Jeff Kuhr is the director of public health for Mesa County, Colo., which serves 150,000 residents on Colorado’s Western Slope. He serves on the Colorado Board of Human Services, the Colorado Early Childhood Leadership Commission and the Regional Early Head Start Governance Council. Kuhr is leading an effort to build social capital in a Mesa County neighborhood in Clifton with an aim to improve community health, education and the economy.
Ascent: Social capital is about social connectedness—the sum of an individual’s or a community's personal network and institutional affiliations. Why is Mesa County's social capital project focused on this particular neighborhood?
Kuhr: We brought together about 80 local agency partners in January 2017 to prioritize the needs in Mesa County around social determinants of health. Over the course of that meeting, social and family connectedness stood out as an area that was its own priority, and one that, in and of itself, supports better education, health and the economy.
When you talk about community connectedness or building social capital across a whole county—or even across a whole zip code—it’s overwhelming. A survey on social capital identified the Clifton community as our highest need area in terms of social capital, and even that seemed like a huge undertaking. So we narrowed the focus to a neighborhood around a single school in Clifton, Rocky Mountain Elementary.
Then the work became more manageable for us: If we all do what we do better there than we do it anywhere else, then we’ll build social capital. And then we can move to the next neighborhood.
Ascent: Building social capital is about relationships and trust. What are the steps necessary to build social capital?

## Problem set
**1.** Decide whether each statement agrees with the Mesa County interview. Mark (a), (b) and (c) yes or no, and quote the words of the interview that settle each one.
(a) The meeting of local agency partners took place in January 2017.
(b) Mesa County serves 250,000 residents.
(c) The focus was narrowed to a neighborhood around a high school.
**2.** In the Mesa County interview, which community did a survey identify as the highest need area for social capital?
**3.** Please carry on the Mesa County interview from the point where it stops.

## Supplied data

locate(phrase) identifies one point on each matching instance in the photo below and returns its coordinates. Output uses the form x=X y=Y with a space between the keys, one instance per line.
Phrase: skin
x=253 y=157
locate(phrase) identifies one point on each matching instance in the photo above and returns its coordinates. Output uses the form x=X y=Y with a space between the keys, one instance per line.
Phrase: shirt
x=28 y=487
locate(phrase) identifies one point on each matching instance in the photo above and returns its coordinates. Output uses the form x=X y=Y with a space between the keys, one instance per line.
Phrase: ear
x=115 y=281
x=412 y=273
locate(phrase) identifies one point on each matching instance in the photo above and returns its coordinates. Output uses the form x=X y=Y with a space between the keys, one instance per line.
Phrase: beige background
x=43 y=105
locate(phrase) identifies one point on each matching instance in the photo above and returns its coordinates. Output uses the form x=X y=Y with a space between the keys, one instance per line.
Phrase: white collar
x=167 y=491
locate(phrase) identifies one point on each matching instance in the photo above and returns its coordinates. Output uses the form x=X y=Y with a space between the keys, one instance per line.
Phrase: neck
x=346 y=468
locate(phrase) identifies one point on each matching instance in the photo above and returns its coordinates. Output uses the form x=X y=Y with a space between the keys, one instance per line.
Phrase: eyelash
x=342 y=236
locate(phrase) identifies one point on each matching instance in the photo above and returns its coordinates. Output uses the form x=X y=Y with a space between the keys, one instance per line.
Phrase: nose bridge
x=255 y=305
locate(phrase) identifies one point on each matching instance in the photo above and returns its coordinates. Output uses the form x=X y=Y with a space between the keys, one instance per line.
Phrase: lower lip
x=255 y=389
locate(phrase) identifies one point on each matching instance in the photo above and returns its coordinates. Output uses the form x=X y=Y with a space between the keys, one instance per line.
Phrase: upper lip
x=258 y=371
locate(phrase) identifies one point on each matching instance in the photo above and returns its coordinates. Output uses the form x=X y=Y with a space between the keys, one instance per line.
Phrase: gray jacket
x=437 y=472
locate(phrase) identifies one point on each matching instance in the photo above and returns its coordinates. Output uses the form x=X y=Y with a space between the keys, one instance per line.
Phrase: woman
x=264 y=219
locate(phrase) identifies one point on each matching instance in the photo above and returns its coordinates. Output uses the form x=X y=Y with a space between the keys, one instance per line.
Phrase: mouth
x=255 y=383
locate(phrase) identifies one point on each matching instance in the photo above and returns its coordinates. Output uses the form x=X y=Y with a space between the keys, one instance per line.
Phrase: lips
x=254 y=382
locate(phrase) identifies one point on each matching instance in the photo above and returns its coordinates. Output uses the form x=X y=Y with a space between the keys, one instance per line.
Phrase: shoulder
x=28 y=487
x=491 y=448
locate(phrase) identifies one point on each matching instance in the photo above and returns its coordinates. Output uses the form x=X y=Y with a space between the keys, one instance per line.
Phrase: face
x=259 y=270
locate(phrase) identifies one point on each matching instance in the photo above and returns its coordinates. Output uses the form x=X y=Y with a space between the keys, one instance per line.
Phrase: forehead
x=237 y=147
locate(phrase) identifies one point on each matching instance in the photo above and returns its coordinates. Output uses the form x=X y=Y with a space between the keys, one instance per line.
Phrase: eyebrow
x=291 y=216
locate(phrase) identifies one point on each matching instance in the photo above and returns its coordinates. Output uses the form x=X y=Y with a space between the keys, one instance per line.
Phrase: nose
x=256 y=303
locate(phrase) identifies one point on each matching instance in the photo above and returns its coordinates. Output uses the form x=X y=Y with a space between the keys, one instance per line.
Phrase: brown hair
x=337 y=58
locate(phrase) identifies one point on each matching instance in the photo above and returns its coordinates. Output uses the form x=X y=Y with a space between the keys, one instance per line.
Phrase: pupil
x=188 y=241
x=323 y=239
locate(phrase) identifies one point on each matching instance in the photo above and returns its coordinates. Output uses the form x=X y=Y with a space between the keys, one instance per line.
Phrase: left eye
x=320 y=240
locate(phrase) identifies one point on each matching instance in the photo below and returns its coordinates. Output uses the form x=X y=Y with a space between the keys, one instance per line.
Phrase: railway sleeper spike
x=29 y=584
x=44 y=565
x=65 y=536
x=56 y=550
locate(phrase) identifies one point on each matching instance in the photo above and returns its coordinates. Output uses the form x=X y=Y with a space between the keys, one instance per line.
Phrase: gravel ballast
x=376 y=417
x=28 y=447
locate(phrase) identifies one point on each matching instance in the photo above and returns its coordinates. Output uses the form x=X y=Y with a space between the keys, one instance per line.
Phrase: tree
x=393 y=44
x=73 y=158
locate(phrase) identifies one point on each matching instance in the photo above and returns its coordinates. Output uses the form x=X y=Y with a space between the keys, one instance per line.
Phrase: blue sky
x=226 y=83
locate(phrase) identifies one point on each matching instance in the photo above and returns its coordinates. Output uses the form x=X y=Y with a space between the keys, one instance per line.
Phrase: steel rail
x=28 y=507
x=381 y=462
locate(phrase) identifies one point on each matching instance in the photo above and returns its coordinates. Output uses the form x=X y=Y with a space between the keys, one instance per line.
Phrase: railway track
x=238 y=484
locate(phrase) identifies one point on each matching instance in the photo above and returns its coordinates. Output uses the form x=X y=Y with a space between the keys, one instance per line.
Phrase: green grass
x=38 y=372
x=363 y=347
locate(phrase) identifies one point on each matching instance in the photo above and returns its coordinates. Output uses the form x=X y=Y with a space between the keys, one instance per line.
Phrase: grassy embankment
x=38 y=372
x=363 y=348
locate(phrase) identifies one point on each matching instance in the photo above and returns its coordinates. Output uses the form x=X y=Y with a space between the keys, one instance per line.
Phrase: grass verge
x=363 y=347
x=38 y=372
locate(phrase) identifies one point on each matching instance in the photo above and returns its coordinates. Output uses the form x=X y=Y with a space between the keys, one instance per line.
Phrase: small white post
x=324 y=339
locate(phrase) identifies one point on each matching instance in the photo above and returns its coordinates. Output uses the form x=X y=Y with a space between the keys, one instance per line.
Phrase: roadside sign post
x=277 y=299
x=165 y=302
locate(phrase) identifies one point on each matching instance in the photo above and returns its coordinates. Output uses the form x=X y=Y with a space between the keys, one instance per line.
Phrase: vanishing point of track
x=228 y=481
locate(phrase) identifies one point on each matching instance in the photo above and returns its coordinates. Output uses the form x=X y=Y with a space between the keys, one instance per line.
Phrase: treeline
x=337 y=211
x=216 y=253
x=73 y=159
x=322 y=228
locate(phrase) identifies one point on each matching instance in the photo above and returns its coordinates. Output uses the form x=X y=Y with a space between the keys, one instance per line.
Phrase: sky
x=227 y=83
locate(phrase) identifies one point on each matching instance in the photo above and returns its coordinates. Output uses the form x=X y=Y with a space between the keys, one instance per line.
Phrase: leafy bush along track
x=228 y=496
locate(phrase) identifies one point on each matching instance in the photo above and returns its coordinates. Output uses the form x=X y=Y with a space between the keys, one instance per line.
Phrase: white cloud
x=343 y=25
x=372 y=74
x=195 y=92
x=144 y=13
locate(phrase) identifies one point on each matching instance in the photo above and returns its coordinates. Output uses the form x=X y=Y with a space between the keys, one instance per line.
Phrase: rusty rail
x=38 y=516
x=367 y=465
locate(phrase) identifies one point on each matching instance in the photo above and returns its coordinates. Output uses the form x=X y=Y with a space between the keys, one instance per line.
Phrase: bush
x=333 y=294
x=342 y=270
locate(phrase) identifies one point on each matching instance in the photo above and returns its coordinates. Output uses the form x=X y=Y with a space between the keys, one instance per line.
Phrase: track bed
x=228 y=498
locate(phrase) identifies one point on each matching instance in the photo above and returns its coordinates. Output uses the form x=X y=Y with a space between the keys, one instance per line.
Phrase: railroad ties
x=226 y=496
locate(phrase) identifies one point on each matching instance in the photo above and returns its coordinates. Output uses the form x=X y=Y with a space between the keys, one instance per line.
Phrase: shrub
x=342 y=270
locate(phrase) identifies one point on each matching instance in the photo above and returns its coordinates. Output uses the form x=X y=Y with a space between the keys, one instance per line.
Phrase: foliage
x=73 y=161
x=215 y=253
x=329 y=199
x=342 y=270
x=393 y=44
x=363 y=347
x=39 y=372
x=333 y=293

## Results of the tasks
**1.**
(a) Yes: "We brought together about 80 local agency partners in January 2017"
(b) No: "which serves 150,000 residents on Colorado’s Western Slope"
(c) No: "a neighborhood around a single school in Clifton, Rocky Mountain Elementary"

**2.** The Clifton community.

**3.**
Kuhr: The Community Transformation Group has a steering committee that meets regularly, and we’ve mapped out three major steps. The first is building a sense of community in the neighborhood. That’s really about social cohesion, or getting people in the neighborhood connected, so they can empower themselves and rely on each other more to form bonds. That does require trust—trust in leaders in the neighborhood, trust in policymakers and trust in us, Mesa County Public Health.
The second step is neighbors partnering with local organizations toward solutions. An example of this is the new Mesa County community policing policy over the last six months, which has already resulted in a drastic reduction in crime. We’re also in the process of interviewing a second code enforcement person who will be dedicated to this area.
We’re also becoming more actively involved in the community, so we can help those eligible for benefits enroll in WIC, SNAP, Medicaid and other programs. That takes more than just sitting down with them in their neighborhoods, because it’s a self-efficacy question. They need to understand why the benefits can help them and trust us to help them enroll.
The third step is to increase participation in neighborhood activities. We are working to increase activities—both recreational and academic—for parents and children around Rocky Mountain Elementary School. The Riverside Education Program just received a grant to start after school activities there for students, siblings and older kids. We’re planning to apply for additional grant funding to build up those resources.
Ascent: What are the benefits of reaching all members of this community, especially with regard to health?
Kuhr: When you think about the whole social capital theory and structure, it starts with building greater trust in the community. Once people trust each other, they will access more programs and resources in the community. For example, take a family of four that earns $24,000 a year or less. If we can build trust and empower them to take advantage of WIC, SNAP and Medicaid benefits, free and reduced lunch, housing vouchers and other needed services, they could effectively increase their hourly wage equivalent from $12 an hour to $15 an hour. And that allows them to become more self-sufficient and reduce daily financial stress. Mental and physical health improves, and that’s how you get to better outcomes.
The next step in the model is more frequent community participation—people start going to functions in the neighborhood, and they become civically engaged. I really think that people in some of our neighborhoods don’t feel like they have a community or a political voice. I want people to feel like they have a voice.